■ Data for analysis
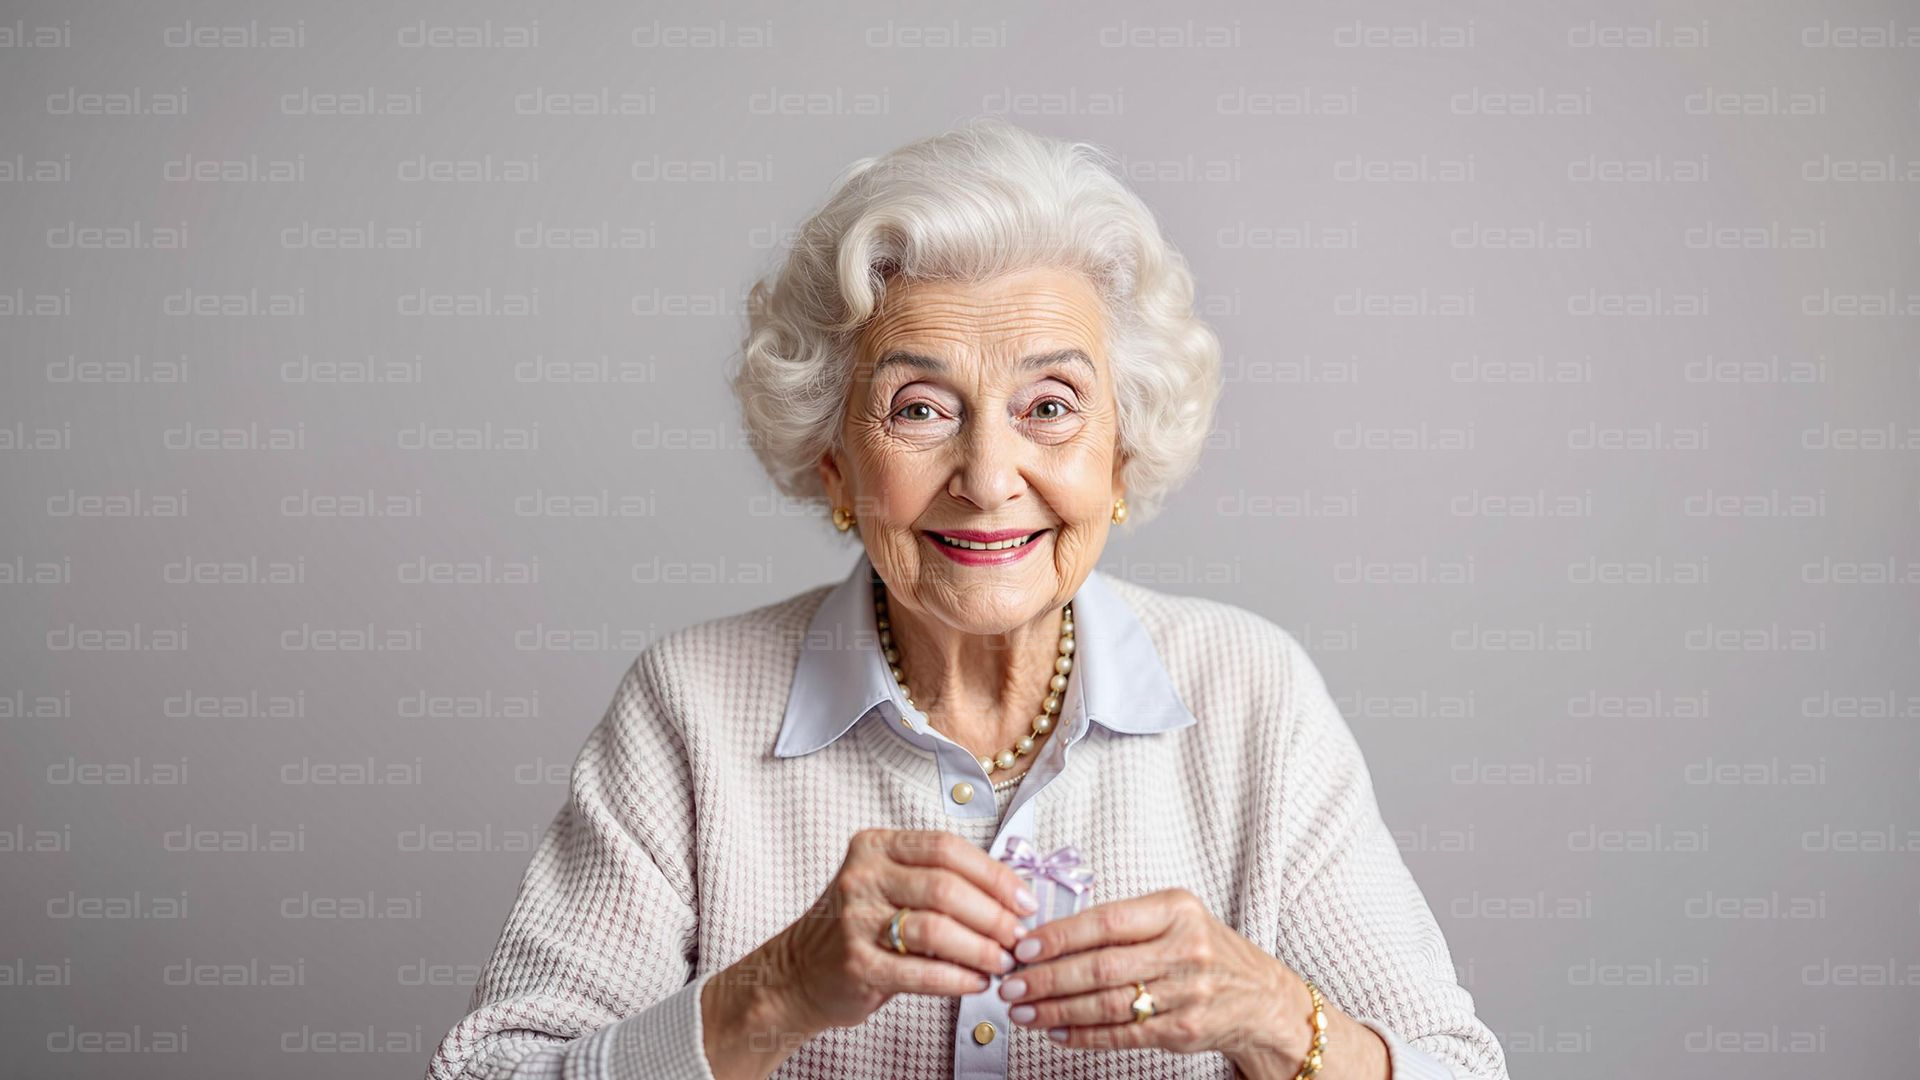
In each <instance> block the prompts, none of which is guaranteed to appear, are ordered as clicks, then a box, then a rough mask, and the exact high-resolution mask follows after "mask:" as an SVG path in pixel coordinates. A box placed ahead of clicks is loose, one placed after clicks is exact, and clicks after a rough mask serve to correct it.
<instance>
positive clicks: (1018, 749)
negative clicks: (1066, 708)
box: [874, 575, 1073, 776]
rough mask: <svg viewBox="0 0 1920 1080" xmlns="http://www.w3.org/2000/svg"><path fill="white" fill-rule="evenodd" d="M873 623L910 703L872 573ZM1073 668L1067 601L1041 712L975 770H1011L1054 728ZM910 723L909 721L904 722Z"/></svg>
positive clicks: (1030, 752) (880, 646) (911, 723)
mask: <svg viewBox="0 0 1920 1080" xmlns="http://www.w3.org/2000/svg"><path fill="white" fill-rule="evenodd" d="M874 625H876V628H879V648H881V651H883V653H885V655H887V669H889V671H893V682H895V684H897V686H899V688H900V698H906V703H908V705H912V703H914V694H912V692H910V690H908V686H906V673H904V671H900V650H897V648H895V646H893V625H891V623H889V621H887V586H885V584H883V582H881V580H879V577H877V575H876V578H874ZM1071 671H1073V603H1071V601H1068V605H1066V607H1062V611H1060V655H1058V657H1054V675H1052V678H1048V680H1046V701H1044V703H1043V705H1041V713H1039V715H1037V717H1033V730H1031V732H1029V734H1023V736H1020V740H1016V742H1014V746H1010V748H1006V749H1002V751H1000V753H995V755H993V757H981V759H979V769H981V773H987V776H993V771H995V769H1002V771H1004V769H1012V767H1014V765H1018V763H1020V759H1021V757H1023V755H1027V753H1033V746H1035V742H1039V738H1041V736H1044V734H1046V732H1050V730H1054V715H1058V713H1060V696H1062V694H1064V692H1066V688H1068V673H1071ZM906 724H908V726H912V721H906Z"/></svg>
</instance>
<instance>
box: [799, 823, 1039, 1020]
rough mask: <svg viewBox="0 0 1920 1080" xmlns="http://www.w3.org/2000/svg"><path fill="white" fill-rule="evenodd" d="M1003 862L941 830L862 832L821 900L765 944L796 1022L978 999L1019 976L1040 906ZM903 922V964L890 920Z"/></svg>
mask: <svg viewBox="0 0 1920 1080" xmlns="http://www.w3.org/2000/svg"><path fill="white" fill-rule="evenodd" d="M1023 897H1025V899H1027V901H1031V892H1029V890H1027V886H1025V882H1023V880H1021V878H1020V874H1016V872H1014V871H1012V869H1008V865H1006V863H1000V861H998V859H993V857H989V855H987V853H985V851H981V849H979V847H975V846H973V844H970V842H968V840H966V838H962V836H958V834H952V832H941V830H900V828H866V830H860V832H856V834H854V836H852V840H851V842H849V844H847V859H845V861H843V863H841V869H839V872H835V874H833V880H831V882H829V884H828V888H826V892H824V894H820V899H818V901H814V905H812V907H810V909H808V911H806V913H804V915H801V917H799V919H797V920H795V922H793V924H791V926H787V928H785V930H781V932H780V934H778V936H776V938H772V940H770V942H768V947H770V949H772V951H774V955H778V957H780V969H781V970H783V974H785V978H783V980H781V982H785V984H787V994H789V997H787V1009H789V1011H791V1013H789V1017H791V1019H793V1020H795V1022H797V1024H801V1026H803V1030H808V1032H822V1030H826V1028H847V1026H852V1024H860V1022H862V1020H866V1019H868V1017H870V1015H872V1013H874V1011H876V1009H879V1007H881V1005H885V1003H887V999H891V997H893V995H895V994H902V992H906V994H941V995H948V997H956V995H964V994H977V992H981V990H985V988H987V986H991V982H989V974H1004V972H1008V970H1012V969H1014V955H1012V947H1014V945H1016V944H1018V942H1020V938H1023V936H1025V934H1027V928H1025V926H1021V924H1020V919H1021V917H1023V915H1031V913H1033V911H1035V907H1033V905H1031V903H1023ZM900 907H910V909H912V913H910V915H908V917H906V926H904V936H902V940H904V944H906V955H900V953H897V951H895V949H893V947H891V945H889V944H887V922H891V920H893V913H895V911H899V909H900Z"/></svg>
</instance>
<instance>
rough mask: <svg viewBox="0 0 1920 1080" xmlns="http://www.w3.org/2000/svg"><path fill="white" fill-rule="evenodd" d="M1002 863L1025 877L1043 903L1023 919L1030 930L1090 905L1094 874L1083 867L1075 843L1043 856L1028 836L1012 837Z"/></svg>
mask: <svg viewBox="0 0 1920 1080" xmlns="http://www.w3.org/2000/svg"><path fill="white" fill-rule="evenodd" d="M1000 861H1002V863H1006V865H1008V867H1012V869H1014V872H1016V874H1020V876H1021V878H1025V880H1027V882H1029V888H1033V896H1035V897H1037V899H1039V901H1041V907H1039V911H1035V913H1033V915H1027V917H1025V919H1021V920H1020V924H1021V926H1025V928H1027V930H1033V928H1035V926H1039V924H1041V922H1048V920H1052V919H1062V917H1066V915H1073V913H1075V911H1079V909H1081V907H1083V905H1085V903H1087V892H1089V890H1091V888H1092V871H1089V869H1087V867H1083V865H1081V859H1079V847H1075V846H1071V844H1066V846H1062V847H1058V849H1056V851H1054V853H1052V855H1041V851H1039V847H1035V846H1033V842H1031V840H1027V838H1025V836H1008V838H1006V849H1004V851H1002V853H1000Z"/></svg>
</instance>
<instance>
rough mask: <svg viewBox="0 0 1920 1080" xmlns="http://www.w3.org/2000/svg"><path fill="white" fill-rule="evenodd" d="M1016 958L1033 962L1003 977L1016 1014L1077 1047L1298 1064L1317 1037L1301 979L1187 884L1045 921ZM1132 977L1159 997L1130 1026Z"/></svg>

■ Problem details
Write the material above out again exactly as it reads, but don't carry over the pictures.

■ Result for this task
In each <instance> block the prompts, none of which is guaranteed to appear, are ordered as clicks, then a box, then a rough mask, and the exact high-resolution mask follows after "mask:" as an SVG path in pixel coordinates. A box placed ahead of clicks is loose, one placed after clicks is exact, and clicks after a rough mask serve to correct it.
<instance>
positive clicks: (1018, 749)
negative clicks: (1066, 708)
box: [874, 575, 1073, 776]
rough mask: <svg viewBox="0 0 1920 1080" xmlns="http://www.w3.org/2000/svg"><path fill="white" fill-rule="evenodd" d="M873 623L910 703L872 573ZM1073 668L1067 601L1041 712L975 770H1011L1054 728ZM910 723L909 721L904 722Z"/></svg>
positive clicks: (1030, 752) (880, 646) (911, 723)
mask: <svg viewBox="0 0 1920 1080" xmlns="http://www.w3.org/2000/svg"><path fill="white" fill-rule="evenodd" d="M874 625H876V628H879V648H881V651H883V653H885V655H887V669H889V671H893V682H895V684H897V686H899V688H900V698H906V703H908V705H912V703H914V694H912V692H910V690H908V686H906V673H904V671H900V650H897V648H895V646H893V625H891V623H889V621H887V586H885V584H883V582H881V580H879V577H877V575H876V578H874ZM1071 671H1073V603H1071V601H1068V605H1066V607H1062V611H1060V655H1058V657H1054V675H1052V678H1048V680H1046V701H1044V703H1043V705H1041V713H1039V715H1037V717H1033V730H1031V732H1029V734H1023V736H1020V740H1016V742H1014V746H1010V748H1006V749H1002V751H1000V753H995V755H993V757H981V759H979V769H981V773H987V776H993V771H995V769H1002V771H1004V769H1012V767H1014V765H1018V763H1020V759H1021V757H1023V755H1027V753H1033V746H1035V742H1039V738H1041V736H1044V734H1046V732H1050V730H1054V715H1058V713H1060V696H1062V694H1064V692H1066V688H1068V673H1071ZM906 724H908V726H912V721H906Z"/></svg>
</instance>
<instance>
box: [799, 823, 1039, 1020]
rough mask: <svg viewBox="0 0 1920 1080" xmlns="http://www.w3.org/2000/svg"><path fill="white" fill-rule="evenodd" d="M1003 862L941 830L862 832L821 900L765 944L796 1022L978 999L1019 976L1040 906ZM903 922V964L890 920Z"/></svg>
mask: <svg viewBox="0 0 1920 1080" xmlns="http://www.w3.org/2000/svg"><path fill="white" fill-rule="evenodd" d="M1023 897H1025V899H1027V901H1031V892H1029V890H1027V886H1025V882H1023V880H1021V878H1020V874H1016V872H1014V871H1012V869H1008V865H1006V863H1000V861H998V859H993V857H989V855H987V853H985V851H981V849H979V847H975V846H973V844H970V842H968V840H966V838H962V836H958V834H952V832H941V830H900V828H866V830H860V832H856V834H854V836H852V840H851V842H849V844H847V859H845V861H843V863H841V869H839V872H835V874H833V880H831V882H829V884H828V888H826V892H824V894H820V899H818V901H814V905H812V907H810V909H808V911H806V913H804V915H801V917H799V919H797V920H795V922H793V924H791V926H787V928H785V930H781V932H780V934H778V936H776V938H772V940H770V942H768V947H770V949H772V951H774V955H778V957H780V969H781V970H783V974H785V978H783V980H781V982H785V984H787V994H789V997H787V1009H789V1011H791V1013H789V1017H791V1019H793V1020H795V1022H797V1024H801V1026H803V1030H808V1032H822V1030H826V1028H847V1026H852V1024H860V1022H862V1020H866V1019H868V1017H870V1015H872V1013H874V1011H876V1009H879V1007H881V1005H885V1003H887V999H891V997H893V995H895V994H902V992H906V994H941V995H948V997H956V995H964V994H977V992H981V990H985V988H987V986H991V982H989V974H1004V972H1008V970H1012V969H1014V955H1012V947H1014V945H1016V944H1018V942H1020V938H1023V936H1025V934H1027V928H1025V926H1021V924H1020V919H1021V917H1023V915H1031V913H1033V911H1035V907H1033V905H1031V903H1023ZM900 907H910V909H912V913H910V915H908V917H906V926H904V936H902V940H904V944H906V955H900V953H897V951H895V949H893V947H891V945H889V944H887V922H891V920H893V913H895V911H899V909H900Z"/></svg>
</instance>
<instance>
rough mask: <svg viewBox="0 0 1920 1080" xmlns="http://www.w3.org/2000/svg"><path fill="white" fill-rule="evenodd" d="M1002 863L1025 877L1043 903L1023 919L1030 930L1090 905L1094 874L1083 867L1075 843L1043 856L1028 836L1012 837Z"/></svg>
mask: <svg viewBox="0 0 1920 1080" xmlns="http://www.w3.org/2000/svg"><path fill="white" fill-rule="evenodd" d="M1000 861H1002V863H1006V865H1008V867H1012V869H1014V872H1016V874H1020V876H1021V878H1025V880H1027V882H1029V888H1033V896H1035V897H1037V899H1039V901H1041V907H1039V911H1035V913H1033V915H1027V917H1025V919H1021V920H1020V924H1021V926H1025V928H1027V930H1033V928H1035V926H1039V924H1041V922H1048V920H1052V919H1062V917H1066V915H1073V913H1075V911H1079V909H1081V907H1083V905H1085V903H1087V892H1089V890H1091V888H1092V871H1089V869H1087V867H1083V865H1081V859H1079V847H1075V846H1071V844H1066V846H1062V847H1058V849H1056V851H1054V853H1052V855H1041V851H1039V847H1035V846H1033V842H1031V840H1027V838H1025V836H1008V838H1006V849H1004V851H1002V853H1000Z"/></svg>
</instance>
<instance>
rough mask: <svg viewBox="0 0 1920 1080" xmlns="http://www.w3.org/2000/svg"><path fill="white" fill-rule="evenodd" d="M1016 958L1033 962L1003 977L1016 1014L1077 1047L1298 1064L1317 1037L1301 979L1187 884L1045 921ZM1132 977L1159 997L1130 1026Z"/></svg>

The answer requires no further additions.